▶ **YOUR GOAL**
Reproduce each line of the listing below that contains the string "palm". The match is case-sensitive.

▶ **THE DATA**
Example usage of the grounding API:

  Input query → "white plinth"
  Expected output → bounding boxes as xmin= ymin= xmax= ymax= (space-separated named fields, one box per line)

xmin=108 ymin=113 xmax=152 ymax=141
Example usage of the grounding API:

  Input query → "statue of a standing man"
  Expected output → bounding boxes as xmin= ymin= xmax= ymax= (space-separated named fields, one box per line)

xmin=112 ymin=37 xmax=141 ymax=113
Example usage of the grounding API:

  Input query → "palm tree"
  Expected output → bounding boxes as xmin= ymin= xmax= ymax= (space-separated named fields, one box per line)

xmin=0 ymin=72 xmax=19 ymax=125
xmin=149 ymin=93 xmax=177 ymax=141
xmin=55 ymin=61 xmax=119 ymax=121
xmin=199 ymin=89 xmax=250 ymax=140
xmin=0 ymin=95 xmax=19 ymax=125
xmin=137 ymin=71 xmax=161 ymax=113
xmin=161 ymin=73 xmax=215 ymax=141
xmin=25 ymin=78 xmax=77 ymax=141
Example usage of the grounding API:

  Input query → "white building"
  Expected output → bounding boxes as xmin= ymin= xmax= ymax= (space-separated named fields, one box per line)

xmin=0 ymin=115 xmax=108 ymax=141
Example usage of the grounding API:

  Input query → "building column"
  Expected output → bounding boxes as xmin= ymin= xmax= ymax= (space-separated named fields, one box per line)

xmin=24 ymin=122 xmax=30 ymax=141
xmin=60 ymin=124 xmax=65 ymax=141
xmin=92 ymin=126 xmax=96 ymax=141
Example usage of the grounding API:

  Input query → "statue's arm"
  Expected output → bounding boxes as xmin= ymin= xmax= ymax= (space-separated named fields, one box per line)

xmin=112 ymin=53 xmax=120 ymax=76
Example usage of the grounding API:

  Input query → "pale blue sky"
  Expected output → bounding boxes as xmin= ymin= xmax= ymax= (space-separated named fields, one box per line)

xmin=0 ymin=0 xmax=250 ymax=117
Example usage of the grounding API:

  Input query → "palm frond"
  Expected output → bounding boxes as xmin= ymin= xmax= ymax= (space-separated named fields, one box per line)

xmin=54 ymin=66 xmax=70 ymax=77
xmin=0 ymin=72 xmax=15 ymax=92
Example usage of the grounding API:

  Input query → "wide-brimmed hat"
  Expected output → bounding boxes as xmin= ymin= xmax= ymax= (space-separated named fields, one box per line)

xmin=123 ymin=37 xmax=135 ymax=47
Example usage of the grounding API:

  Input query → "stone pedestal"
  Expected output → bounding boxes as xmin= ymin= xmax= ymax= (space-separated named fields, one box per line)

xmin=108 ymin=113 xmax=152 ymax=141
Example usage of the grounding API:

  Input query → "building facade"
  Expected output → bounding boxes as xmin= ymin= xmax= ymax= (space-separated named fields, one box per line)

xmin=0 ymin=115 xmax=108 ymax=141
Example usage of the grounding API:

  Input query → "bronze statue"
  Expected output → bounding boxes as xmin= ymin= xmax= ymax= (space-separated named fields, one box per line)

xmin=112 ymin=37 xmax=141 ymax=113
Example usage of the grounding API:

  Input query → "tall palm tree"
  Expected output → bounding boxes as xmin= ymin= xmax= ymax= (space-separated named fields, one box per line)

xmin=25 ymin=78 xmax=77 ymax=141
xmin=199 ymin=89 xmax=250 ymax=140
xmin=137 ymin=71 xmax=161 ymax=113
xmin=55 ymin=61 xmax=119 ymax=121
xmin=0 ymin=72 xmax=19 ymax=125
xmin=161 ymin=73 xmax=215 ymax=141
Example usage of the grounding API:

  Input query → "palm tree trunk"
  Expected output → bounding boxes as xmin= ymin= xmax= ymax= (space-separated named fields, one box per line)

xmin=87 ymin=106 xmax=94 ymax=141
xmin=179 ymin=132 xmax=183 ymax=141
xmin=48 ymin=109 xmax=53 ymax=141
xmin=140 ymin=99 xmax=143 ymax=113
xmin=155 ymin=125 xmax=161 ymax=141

▶ **ANSWER TO THIS TASK**
  Input query → "palm tree"
  Input query → "palm frond"
  Input query → "tall palm tree"
  Input query → "palm tree trunk"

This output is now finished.